GIVEN TEXT:

----

What we're watching today


A flavored tobacco ban rides a hard path again through the Maine Legislature. After narrowly failing in 2021 to get a flavored tobacco ban into the state budget, advocates are back this year in an attempt to build on local bans passed in four cities and towns, including Bangor and South Portland.

This year's bill, sponsored by Sen. Jill Duson, D-Portland, is identical to the one from two years ago. It would prohibit the sale and distribution of all flavored tobacco products, including menthol cigarettes, e-cigarettes and flavored cigars, taking a tack similar to those local bans.

While it is probably supported by a majority of the Democratic-led Legislature with Senate President Troy Jackson, D-Allagash, and House Speaker Rachel Talbot Ross, D-Portland, on board, it also faces some familiar obstacles. In early 2023, some rural Democrats showed some reservations about a ban.

Convenience stores will fight it hard, as will legislative Republicans after they got a ban supported by Gov. Janet Mills out of a revised state budget nearly two years ago. The co-sponsor list includes two Republicans: Reps. Scott Cyrway of Albion and Tammy Schmersal-Burgess of Mexico. But it also had two Republican co-sponsors last time.

The format of this year's spending plan is up in the air while Democrats and Republicans negotiate over whether the majority party will run a budget of their own in the next week or so. That process is crucial, since Republicans will maintain veto power over the ban if the Legislature sticks with a normal process in which two-thirds votes are required to pass the budget immediately.

----

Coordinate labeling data

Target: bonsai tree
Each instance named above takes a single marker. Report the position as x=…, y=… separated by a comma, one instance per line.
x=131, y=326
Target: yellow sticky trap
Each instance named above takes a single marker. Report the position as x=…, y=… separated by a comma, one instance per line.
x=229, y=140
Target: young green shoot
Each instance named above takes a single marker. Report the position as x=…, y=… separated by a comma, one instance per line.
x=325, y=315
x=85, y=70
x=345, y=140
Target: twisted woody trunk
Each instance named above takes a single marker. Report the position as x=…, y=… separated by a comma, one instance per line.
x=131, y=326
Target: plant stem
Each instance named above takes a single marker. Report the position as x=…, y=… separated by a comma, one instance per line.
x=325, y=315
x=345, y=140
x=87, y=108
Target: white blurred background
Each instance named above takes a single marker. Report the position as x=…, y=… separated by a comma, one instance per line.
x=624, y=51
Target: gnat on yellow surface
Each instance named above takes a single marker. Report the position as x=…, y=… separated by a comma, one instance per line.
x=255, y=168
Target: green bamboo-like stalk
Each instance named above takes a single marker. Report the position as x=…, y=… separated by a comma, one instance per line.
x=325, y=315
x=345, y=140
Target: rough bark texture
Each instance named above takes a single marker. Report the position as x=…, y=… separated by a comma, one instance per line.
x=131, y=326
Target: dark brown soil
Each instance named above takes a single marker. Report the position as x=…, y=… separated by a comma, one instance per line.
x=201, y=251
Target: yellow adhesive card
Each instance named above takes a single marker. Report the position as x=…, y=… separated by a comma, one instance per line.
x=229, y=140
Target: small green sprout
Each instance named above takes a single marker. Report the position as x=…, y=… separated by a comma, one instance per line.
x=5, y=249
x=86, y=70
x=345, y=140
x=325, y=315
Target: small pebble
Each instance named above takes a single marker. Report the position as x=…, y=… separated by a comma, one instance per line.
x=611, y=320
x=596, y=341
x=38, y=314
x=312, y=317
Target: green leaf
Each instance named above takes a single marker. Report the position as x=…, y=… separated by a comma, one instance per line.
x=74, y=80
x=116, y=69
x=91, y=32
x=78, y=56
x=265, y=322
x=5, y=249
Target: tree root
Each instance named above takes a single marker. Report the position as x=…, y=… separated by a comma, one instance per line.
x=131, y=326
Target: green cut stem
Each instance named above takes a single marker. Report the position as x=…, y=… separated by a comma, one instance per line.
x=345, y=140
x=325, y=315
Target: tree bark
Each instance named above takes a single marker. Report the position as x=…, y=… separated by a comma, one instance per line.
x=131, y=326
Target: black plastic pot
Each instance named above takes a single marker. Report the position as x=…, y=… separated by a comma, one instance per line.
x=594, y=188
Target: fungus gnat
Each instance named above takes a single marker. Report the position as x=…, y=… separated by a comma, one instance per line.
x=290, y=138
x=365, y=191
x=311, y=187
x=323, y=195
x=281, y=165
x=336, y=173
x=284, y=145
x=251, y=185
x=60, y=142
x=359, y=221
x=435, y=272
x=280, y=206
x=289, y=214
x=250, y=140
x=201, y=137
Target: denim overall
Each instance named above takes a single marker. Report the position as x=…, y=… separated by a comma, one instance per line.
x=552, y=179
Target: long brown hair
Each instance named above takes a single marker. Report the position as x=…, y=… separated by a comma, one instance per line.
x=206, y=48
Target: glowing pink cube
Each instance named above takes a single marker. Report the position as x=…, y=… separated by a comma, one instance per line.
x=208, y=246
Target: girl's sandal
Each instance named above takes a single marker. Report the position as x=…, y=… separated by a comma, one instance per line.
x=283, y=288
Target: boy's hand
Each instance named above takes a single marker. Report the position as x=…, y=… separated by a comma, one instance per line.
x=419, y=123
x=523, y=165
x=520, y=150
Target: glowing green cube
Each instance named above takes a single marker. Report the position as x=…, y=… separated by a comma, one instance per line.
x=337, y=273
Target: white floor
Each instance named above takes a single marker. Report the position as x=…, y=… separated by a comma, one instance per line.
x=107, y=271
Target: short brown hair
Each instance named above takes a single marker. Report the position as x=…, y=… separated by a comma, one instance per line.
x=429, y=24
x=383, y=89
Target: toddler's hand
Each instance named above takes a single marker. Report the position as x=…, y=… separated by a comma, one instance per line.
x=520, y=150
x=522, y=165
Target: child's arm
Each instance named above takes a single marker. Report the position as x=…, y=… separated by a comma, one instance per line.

----

REQUEST 1:
List every person named in the article on the flavored tobacco ban.
REQUEST 2:
Reproduce the part of the article on the flavored tobacco ban that opens with the words containing "This year's bill, sponsored" and closes with "those local bans.".
Answer from the article on the flavored tobacco ban alone.

EXERCISE SOLUTION 1:
Jill Duson
Troy Jackson
Rachel Talbot Ross
Janet Mills
Scott Cyrway
Tammy Schmersal-Burgess

EXERCISE SOLUTION 2:
This year's bill, sponsored by Sen. Jill Duson, D-Portland, is identical to the one from two years ago. It would prohibit the sale and distribution of all flavored tobacco products, including menthol cigarettes, e-cigarettes and flavored cigars, taking a tack similar to those local bans.